> _Uit de tekst_:
══════

Voor eerdere diensten klik hier:

Zondag Rogate / Vocem jucunditatis

Organist: W. Konijn

Orgelspel
 
Afkondigingen en aansteken van de kaarsen.

Stilte

Wij zijn hier aanwezig in de Naam van de Vader en de Zoon en de Heilige Geest.  
Amen

Onze Hulp is in de Naam van de Heer              
die hemel en aarde gemaakt heeft.

Heer, vergeef ons al wat wij misdeden
en laat ons weer in vrede leven.
Amen

Zo lief had God deze wereld, dat Hij Zijn eniggeboren Zoon gegeven heeft, opdat ieder die in Hem gelooft aan het verderf ontkomt, en eeuwig leven hebben mag!

Introïtus:
De Antifoon voor deze zondag Rogate (bidt) of ook Vocem jucunditatis (uitgelaten juichkreet) luidt: Verkondig dit met luid gejuich, laat het horen, laat weten  tot aan de einden der aarde: De Heer koopt Zijn dienaar Jacob vrij!’(Jesaja 48:20b)

En de psalm (66:1-2,16-17,19-20) luidt:
(Voor de leider van de muzikanten. Een lied, een zangstuk.)
Heel de aarde, juich voor God, zing een lied op Zijn heerlijke Naam, een loflied dat Zijn glorie erkent…
Kom dan en luister naar mijn verhaal, iedereen die ontzag kent voor God, luister naar wat Hij gedaan heeft voor mij.
Nauwelijks had mijn mond Hem aangeroepen of een loflied lag op mijn tong.
God heeft mij verhoord, heeft geluisterd naar mijn bidden en smeken.
God zij gezegend: mijn gebed heeft Hij niet afgewezen en Zijn liefde heeft Hij mij niet ontzegd.
De Antifoon zingen wij nu samen als: lied 659:1

Dan is het terecht dat wij Gods eer zingen:    


Laten we de Heer aanroepen om ontferming met de nood van deze wereld, - die is groot -
maar laten wij dan ook Zijn Naam prijzen,
omdat er aan Zijn barmhartigheid geen einde komt!

══════

> _De gegevens_:
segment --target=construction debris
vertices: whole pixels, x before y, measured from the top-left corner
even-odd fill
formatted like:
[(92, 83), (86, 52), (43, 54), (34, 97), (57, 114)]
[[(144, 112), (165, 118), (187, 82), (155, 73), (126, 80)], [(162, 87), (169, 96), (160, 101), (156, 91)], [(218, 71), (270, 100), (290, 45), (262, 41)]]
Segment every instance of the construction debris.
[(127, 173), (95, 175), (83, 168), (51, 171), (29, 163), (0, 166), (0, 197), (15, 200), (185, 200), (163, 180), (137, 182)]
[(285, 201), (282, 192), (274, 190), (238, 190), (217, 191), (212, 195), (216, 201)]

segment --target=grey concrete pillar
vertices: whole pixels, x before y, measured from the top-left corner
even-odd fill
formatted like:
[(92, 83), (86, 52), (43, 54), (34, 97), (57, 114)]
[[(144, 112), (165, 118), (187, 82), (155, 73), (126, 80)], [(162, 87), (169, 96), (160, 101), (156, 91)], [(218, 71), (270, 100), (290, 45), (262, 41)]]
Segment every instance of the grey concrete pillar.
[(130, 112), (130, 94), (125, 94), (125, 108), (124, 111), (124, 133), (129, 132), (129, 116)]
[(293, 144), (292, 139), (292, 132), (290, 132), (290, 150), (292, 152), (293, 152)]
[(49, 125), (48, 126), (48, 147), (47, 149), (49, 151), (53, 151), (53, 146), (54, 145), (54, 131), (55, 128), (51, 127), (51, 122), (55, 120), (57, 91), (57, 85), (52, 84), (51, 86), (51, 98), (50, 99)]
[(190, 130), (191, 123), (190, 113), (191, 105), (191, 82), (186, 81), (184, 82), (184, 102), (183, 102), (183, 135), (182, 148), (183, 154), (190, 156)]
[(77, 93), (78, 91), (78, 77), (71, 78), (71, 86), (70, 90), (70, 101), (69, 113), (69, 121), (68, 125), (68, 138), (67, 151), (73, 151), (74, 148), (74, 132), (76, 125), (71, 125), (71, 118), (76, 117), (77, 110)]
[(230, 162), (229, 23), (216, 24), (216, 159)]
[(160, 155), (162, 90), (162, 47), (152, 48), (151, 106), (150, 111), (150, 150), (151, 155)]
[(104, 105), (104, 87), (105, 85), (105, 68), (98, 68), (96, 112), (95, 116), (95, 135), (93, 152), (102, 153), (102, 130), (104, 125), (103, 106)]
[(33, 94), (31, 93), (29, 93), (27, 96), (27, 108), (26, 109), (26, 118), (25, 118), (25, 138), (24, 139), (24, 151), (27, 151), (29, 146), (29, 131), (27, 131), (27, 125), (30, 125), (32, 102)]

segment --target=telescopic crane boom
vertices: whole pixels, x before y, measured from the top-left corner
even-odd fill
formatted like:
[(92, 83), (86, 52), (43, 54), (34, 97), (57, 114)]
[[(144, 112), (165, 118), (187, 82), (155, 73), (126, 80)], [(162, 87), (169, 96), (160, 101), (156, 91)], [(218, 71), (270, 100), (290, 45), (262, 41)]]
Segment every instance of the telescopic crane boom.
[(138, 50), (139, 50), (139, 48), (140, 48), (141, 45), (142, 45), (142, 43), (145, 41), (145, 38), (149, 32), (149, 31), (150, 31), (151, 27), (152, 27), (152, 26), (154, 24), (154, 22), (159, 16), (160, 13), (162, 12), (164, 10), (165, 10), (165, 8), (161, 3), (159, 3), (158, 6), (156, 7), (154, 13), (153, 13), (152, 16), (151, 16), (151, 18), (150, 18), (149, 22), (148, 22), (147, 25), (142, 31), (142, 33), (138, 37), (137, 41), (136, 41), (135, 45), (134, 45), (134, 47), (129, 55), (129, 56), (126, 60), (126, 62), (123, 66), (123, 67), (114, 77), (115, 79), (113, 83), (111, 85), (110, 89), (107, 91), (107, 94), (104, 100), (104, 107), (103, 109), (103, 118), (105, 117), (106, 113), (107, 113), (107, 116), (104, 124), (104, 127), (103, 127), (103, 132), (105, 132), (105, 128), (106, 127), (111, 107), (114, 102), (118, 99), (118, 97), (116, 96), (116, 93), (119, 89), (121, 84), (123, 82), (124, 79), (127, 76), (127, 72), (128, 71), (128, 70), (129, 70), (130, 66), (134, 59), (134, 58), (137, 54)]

══════

> _Opdracht A_: In wiens Naam zijn de aanwezigen volgens de orde van dienst voor zondag Rogate hier bijeen? Noem ze alle drie.
> _Opdracht B_: Zet de orde van dienst voor zondag Rogate voort na de laatste zin.

> _Antwoord A_: De Vader, de Zoon en de Heilige Geest.

> _Antwoord B_:
Zondagsgebed:
Heer, die ons hoort als wij danken en bidden
U aanbidden wij om Uw goedheid, liefde en genade. Wil ons horen, als wij Uw lof zingen, vandaag in deze dienst, en ook deze week, als wij weer thuis zijn.
Kom met Uw Geest in ons hart, in ons midden, in ons leven, door Jezus Christus, onze Heer. Amen.

Lezing Oude Testament:
Joël 2: 21 – 27
Joël is een van de zogenaamde kleine profeten, en dat slaat dan niet op zijn gestalte, of om het belang van wat hij zegt, het slaat vooral op de lengte van de tekst die is overgeleverd. Het land heeft vreselijk te lijden gehad van sprinkhanenplagen, nooit was het zo erg, er is een hongersnood, en een deel van het volk ervaart dit als een straf van God. De profeet roept hen dan ook op tot bekering! Maar dan ook ècht, van binnen uit. Laten ze een vasten uitroepen, laat de hele gemeente, van jong tot oud, zich heiligen, niemand uitgezonderd. En God heeft dan medelijden, Hij is genadig, en laat de profeet zeggen:
21. Land, je hoeft niet bang te zijn: spring een gat in de lucht, wees juist blij, want de Aanwezige gaat grote dingen doen.
22. Jullie hoeven niet bang te zijn, vee van het veld, want weiden vol jong, màls gras ontkiemen in de woestenij, en fruitbomen dragen hun vrucht, vijg en wilde wijnstok geven hun beste krachten. 
23. En, mensen van Sion, spring een gat in de lucht, wees blij om de Aanwezige, jullie God! Want als genadegaven zal Hij herfstregen geven…        
Ja, Hij zal voor jullie zware regenbuien doen neerplenzen in herfst en winter, precies op tijd.
24. Dan zullen de dorsplaatsen vól liggen met graankorrels, en lopen de wijnpersen over van most en pasgeperste olie!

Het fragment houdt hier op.